### [GIVEN PASSAGE]
In [None]:
"""
Camera trap working text extraction pipeline Shaotai Hu
Created on Sunday Jun 8 15:17:45 2025
@author: Shaotai Hu
""";

## Next Steps (also in readme on github) ##
Update the dataframe to correct format (done): 
- tag the extracted name with og image name in the front: ogname_tree_temp...
- so dataframe can be ogname, tree, temp ...
- account for all cases of different image names and extraction name outputs
### - this way the cnn output (yes, no, how many infants) can be paired with the extraction pipeline dataframe output
### - allowing the cnn outputs to be added to the end of the dataframe in columns yes/no, #ofinfants to the correct corresponding image, by matching ogname, which we can call image id.

In [None]:
import os
import pandas as pd
import re
from PIL import Image

In [None]:
"""
def convert_images_in_place(input_dir, target_format='PNG'):
    for filename in os.listdir(input_dir):
        file_ext = os.path.splitext(filename)[1].lower()

### [GIVEN INFORMATION]
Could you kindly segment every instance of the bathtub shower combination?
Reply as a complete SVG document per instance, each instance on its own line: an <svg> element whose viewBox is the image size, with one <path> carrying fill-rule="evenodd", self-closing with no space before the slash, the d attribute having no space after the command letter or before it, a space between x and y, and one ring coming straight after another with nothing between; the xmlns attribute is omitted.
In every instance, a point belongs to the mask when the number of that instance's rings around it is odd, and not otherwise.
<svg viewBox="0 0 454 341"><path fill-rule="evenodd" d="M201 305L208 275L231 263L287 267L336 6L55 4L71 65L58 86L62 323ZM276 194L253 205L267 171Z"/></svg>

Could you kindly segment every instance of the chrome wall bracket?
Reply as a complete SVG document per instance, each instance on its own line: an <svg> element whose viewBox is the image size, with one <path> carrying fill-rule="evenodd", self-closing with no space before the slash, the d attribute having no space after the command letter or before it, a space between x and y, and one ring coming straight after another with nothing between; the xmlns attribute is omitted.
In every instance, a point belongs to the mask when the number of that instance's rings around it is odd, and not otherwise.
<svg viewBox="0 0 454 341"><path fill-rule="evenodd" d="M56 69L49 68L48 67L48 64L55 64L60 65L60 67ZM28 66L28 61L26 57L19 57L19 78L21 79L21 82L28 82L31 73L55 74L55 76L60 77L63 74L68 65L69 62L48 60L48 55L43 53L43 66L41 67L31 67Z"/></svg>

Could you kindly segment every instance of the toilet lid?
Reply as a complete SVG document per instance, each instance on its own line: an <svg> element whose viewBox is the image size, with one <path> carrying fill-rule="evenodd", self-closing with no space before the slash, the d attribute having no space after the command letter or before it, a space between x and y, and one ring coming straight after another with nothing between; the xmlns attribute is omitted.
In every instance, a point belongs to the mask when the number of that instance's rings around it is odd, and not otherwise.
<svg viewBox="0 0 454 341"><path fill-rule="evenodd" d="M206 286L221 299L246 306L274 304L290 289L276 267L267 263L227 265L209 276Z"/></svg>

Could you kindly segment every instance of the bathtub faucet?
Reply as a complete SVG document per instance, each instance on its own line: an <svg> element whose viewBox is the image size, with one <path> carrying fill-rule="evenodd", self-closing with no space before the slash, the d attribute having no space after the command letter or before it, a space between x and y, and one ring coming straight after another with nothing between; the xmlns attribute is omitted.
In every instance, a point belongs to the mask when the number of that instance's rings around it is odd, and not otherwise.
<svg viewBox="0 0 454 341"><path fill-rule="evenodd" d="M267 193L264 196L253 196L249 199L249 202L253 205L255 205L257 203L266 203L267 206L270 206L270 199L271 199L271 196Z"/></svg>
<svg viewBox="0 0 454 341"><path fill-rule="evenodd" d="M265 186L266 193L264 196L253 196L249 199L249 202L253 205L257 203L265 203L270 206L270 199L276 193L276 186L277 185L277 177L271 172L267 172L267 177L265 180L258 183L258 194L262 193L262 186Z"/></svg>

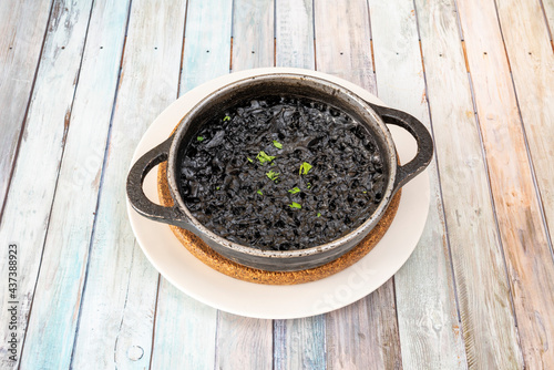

### [WHAT THIS TASK INVOLVES]
Name each module that the camera trap pipeline notebook brings in through its import statements.

### [ANSWER TO THE TASK]
os, pandas (as pd), re, and PIL (from which Image is imported)